> **TASK STATEMENT**
Where does the string "wall" appear in the records? Copy every line that contains it.
AVAILABLE DATA section start
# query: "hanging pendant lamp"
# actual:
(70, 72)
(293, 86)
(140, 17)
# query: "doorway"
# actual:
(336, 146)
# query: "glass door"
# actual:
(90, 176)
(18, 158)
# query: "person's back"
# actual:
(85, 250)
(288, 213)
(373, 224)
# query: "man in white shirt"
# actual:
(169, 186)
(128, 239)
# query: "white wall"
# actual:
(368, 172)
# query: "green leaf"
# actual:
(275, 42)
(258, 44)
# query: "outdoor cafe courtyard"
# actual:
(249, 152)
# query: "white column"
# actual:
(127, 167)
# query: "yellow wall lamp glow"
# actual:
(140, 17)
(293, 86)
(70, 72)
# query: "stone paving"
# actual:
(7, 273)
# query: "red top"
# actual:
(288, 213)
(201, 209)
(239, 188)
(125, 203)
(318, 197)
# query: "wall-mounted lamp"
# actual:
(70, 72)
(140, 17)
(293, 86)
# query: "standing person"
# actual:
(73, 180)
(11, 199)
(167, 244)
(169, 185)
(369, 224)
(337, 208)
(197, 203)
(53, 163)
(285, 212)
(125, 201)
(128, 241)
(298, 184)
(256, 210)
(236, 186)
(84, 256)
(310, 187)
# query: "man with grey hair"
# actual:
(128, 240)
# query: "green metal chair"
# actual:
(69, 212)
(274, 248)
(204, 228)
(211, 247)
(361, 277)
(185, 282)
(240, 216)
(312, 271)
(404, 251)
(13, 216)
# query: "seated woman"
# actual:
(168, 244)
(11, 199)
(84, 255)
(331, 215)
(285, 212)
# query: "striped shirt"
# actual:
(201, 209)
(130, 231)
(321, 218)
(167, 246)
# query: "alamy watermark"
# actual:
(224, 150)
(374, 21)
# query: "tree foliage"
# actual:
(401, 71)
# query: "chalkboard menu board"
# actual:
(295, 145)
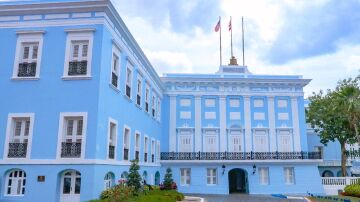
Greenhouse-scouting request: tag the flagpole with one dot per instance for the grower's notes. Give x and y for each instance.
(232, 55)
(220, 42)
(242, 27)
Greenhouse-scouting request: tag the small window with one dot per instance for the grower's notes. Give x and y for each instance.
(128, 82)
(289, 175)
(16, 181)
(211, 176)
(139, 89)
(185, 176)
(264, 176)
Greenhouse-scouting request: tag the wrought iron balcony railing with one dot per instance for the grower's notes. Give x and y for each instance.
(70, 150)
(77, 68)
(137, 155)
(239, 155)
(17, 150)
(126, 154)
(111, 152)
(27, 69)
(114, 79)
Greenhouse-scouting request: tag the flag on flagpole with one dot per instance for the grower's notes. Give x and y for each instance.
(217, 27)
(230, 25)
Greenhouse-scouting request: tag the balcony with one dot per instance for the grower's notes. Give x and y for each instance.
(126, 154)
(77, 68)
(138, 100)
(111, 152)
(114, 79)
(239, 155)
(27, 69)
(17, 150)
(128, 91)
(70, 150)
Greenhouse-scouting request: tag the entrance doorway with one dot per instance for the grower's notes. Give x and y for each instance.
(70, 186)
(238, 181)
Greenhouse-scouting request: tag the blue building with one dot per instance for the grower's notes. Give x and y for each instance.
(80, 99)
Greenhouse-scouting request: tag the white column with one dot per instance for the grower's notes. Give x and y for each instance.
(272, 131)
(247, 115)
(295, 118)
(197, 123)
(222, 111)
(172, 124)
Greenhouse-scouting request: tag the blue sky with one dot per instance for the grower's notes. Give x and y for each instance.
(317, 39)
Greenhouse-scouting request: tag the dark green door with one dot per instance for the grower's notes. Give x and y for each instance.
(237, 181)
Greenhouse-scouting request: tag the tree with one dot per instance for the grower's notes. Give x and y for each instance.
(328, 115)
(168, 181)
(134, 178)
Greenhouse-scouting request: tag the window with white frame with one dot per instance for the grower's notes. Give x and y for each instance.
(147, 97)
(185, 174)
(264, 175)
(211, 176)
(112, 140)
(185, 141)
(289, 175)
(152, 151)
(126, 144)
(128, 82)
(139, 91)
(72, 136)
(78, 53)
(28, 54)
(115, 69)
(15, 183)
(20, 127)
(137, 146)
(108, 180)
(146, 140)
(153, 103)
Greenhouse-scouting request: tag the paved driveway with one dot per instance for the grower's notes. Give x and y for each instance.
(244, 197)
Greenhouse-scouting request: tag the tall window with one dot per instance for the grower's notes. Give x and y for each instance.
(112, 140)
(28, 55)
(138, 95)
(264, 176)
(15, 183)
(19, 137)
(137, 146)
(147, 94)
(126, 144)
(153, 105)
(71, 144)
(185, 174)
(289, 175)
(211, 176)
(78, 54)
(128, 82)
(115, 70)
(78, 58)
(145, 149)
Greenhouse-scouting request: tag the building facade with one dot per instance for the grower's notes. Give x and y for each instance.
(80, 100)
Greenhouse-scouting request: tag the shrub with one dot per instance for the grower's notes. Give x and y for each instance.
(352, 190)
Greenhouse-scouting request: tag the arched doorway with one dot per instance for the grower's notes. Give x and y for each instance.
(157, 178)
(70, 186)
(238, 182)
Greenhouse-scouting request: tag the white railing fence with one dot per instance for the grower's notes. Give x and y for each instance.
(333, 184)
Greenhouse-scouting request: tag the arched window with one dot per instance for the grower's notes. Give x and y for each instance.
(15, 183)
(109, 180)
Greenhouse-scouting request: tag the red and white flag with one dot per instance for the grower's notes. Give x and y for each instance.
(230, 25)
(217, 27)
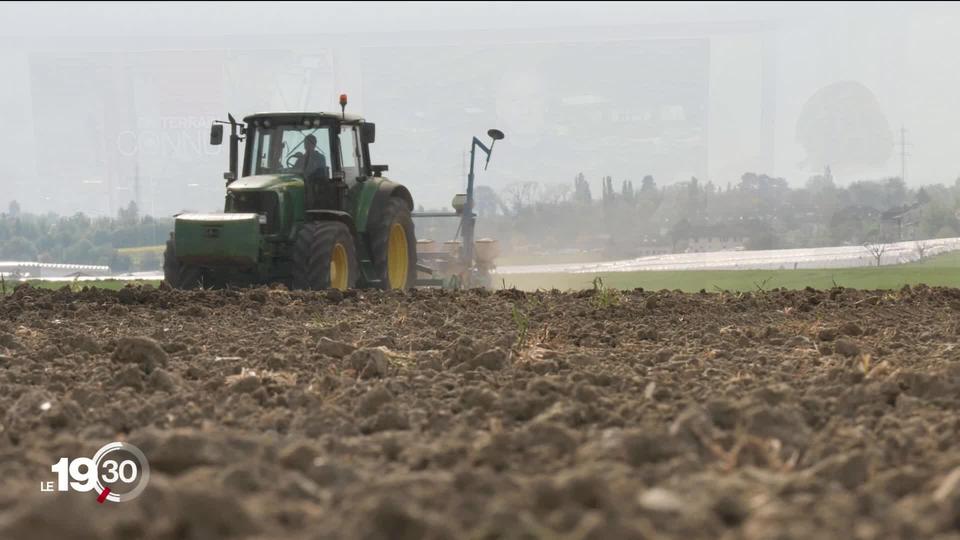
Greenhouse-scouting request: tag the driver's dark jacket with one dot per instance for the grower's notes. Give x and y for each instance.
(311, 164)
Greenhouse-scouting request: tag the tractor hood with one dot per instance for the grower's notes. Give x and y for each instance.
(266, 182)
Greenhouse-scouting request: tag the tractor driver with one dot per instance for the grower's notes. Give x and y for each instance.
(312, 162)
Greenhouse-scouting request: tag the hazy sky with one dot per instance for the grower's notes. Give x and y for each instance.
(758, 66)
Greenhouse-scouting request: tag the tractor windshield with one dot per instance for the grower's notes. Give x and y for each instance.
(292, 149)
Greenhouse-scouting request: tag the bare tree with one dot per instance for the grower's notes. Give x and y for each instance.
(520, 195)
(876, 250)
(921, 247)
AVAILABLE DATA section end
> **SOLUTION BELOW**
# query: "white wall"
# query: "yellow wall lamp glow"
# query: "wall-mounted lamp"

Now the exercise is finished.